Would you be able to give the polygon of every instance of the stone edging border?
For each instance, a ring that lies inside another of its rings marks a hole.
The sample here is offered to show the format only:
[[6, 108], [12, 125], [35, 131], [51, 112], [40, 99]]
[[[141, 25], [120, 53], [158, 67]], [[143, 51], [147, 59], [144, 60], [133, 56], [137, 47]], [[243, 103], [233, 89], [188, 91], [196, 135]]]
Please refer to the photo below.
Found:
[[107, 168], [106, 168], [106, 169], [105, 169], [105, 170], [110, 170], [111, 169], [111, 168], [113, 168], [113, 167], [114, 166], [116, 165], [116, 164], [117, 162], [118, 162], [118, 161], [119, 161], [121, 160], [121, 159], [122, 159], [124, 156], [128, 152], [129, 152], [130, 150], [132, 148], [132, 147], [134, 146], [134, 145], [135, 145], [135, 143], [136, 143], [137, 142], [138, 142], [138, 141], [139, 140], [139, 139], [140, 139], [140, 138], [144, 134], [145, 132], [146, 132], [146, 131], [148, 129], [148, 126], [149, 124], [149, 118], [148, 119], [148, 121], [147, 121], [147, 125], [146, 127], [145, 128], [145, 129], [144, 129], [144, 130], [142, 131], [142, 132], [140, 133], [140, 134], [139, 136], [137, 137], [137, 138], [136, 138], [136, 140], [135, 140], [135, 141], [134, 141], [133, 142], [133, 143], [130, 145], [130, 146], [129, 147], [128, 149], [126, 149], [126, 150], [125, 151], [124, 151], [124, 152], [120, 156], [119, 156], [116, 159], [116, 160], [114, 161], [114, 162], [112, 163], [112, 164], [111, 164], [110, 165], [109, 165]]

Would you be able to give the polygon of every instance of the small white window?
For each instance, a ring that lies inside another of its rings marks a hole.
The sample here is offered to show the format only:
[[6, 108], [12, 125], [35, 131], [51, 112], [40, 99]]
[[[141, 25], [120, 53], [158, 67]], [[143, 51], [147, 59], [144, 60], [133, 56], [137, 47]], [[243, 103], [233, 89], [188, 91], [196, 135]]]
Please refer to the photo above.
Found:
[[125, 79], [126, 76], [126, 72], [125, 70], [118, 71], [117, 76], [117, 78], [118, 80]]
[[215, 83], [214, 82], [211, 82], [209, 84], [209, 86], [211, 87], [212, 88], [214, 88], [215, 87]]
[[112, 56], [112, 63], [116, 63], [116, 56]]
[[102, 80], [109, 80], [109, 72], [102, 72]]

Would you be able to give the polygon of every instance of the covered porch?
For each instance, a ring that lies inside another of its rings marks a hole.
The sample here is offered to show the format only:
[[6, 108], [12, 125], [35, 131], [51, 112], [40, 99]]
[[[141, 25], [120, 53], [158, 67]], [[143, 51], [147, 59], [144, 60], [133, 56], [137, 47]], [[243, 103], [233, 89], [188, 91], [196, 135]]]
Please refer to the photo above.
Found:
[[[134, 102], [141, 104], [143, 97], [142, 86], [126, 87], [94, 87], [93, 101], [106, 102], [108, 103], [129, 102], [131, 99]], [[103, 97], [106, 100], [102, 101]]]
__________________________________________________
STATED TASK: Pick out every line in the items above that contains the word "Would", and copy those lines. Case counts.

ANSWER TO THE TASK:
Would you be able to give the polygon of every instance of the stone edging border?
Would you be able to give the polygon of every instance of the small white window?
Would you be able to give the polygon of every instance of the covered porch?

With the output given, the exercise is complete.